◆ TEXTE À LIRE
* * *

AM: Oui, il est parfois difficile de comprendre comment une personne qui s’est rendue coupable d’une violence horrible contre des ennemis, peut être une personne parfaitement saine, attentionnée et affectueuse avec ceux qu’elle aime, avec « les siens ». Il nous semble parfois que la violence est quelque chose qui peut tacher une personnalité entière. Écoutez, mais ce lumpenprolétariat de marginaux et de désespérés, un peu comme ce qui s’est passé avec le fascisme, et comme c’est aussi le cas aujourd’hui avec la dérive néofasciste qui s’empare de l’Occident, risque toujours de « tomber » de l’autre côté de la barricade, du côté « collaborationniste ». Comment l’éviter ?

* * *

◆ MATÉRIEL FOURNI
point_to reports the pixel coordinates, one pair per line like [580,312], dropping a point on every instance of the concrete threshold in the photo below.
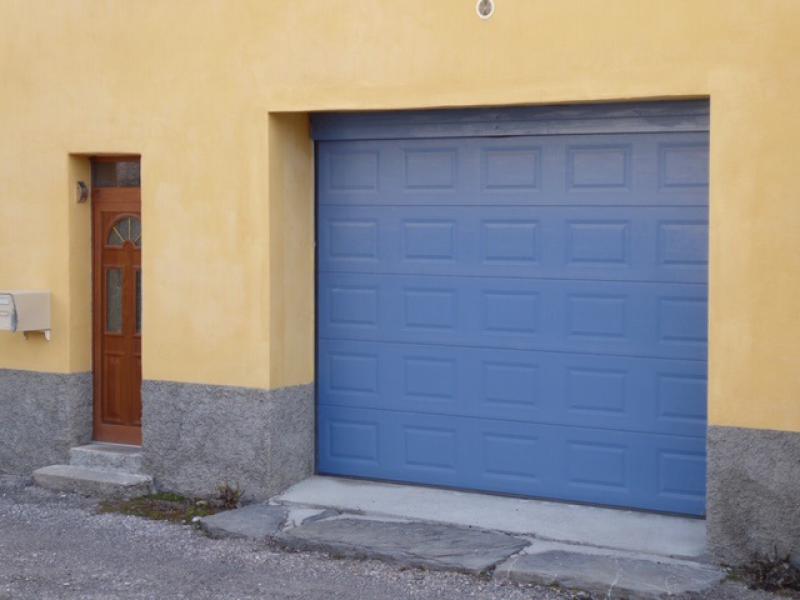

* * *

◆ TÂCHE DEMANDÉE
Pouvez-vous poursuivre le texte sur la violence et le lumpenprolétariat à partir de sa dernière phrase ?

◆ PROBLÈME RÉSOLU
FF: Tout mouvement de libération doit accorder la plus grande attention à ce « Lumpenprolétariat ». Celle-ci répond toujours à l’appel de l’insurrection, mais si l’insurrection croit qu’elle peut se développer en l’ignorant, le « Lumpenprolétariat », une masse d’affamés et de découragés, se jettera dans la lutte armée, participera au conflit, mais cette fois aux côtés de l’oppresseur. L’oppresseur, qui ne manque jamais une occasion de faire dévorer les Noirs les uns les autres, utilisera avec une rare chance l’insouciance et l’ignorance qui sont les défauts du « Lumpenprolétariat ». Cette réserve humaine disponible, si elle n’est pas immédiatement organisée par l’insurrection, se retrouvera en mercenaire aux côtés des troupes colonialistes.

AM: Toute cette violence intériorisée, ce ressentiment et cette haine de soi produits par la colonisation, ont forcé les colonisés à des formes de défoulement et de compromis pour survivre, pour ne pas devenir complètement fous. Vous, pendant les guerres de libération décoloniales (dont nous n’étudions même pas l’histoire à l’école), avez-vous remarqué comment certains rituels mystico-tribaux classiques des opprimés, visant souvent à décharger et à sublimer l’agression, sont devenus superflus une fois que le peuple a vraiment commencé à se battre, les armes à la main, contre le véritable agent de leur oppression, contre la source pratique de sa frustration.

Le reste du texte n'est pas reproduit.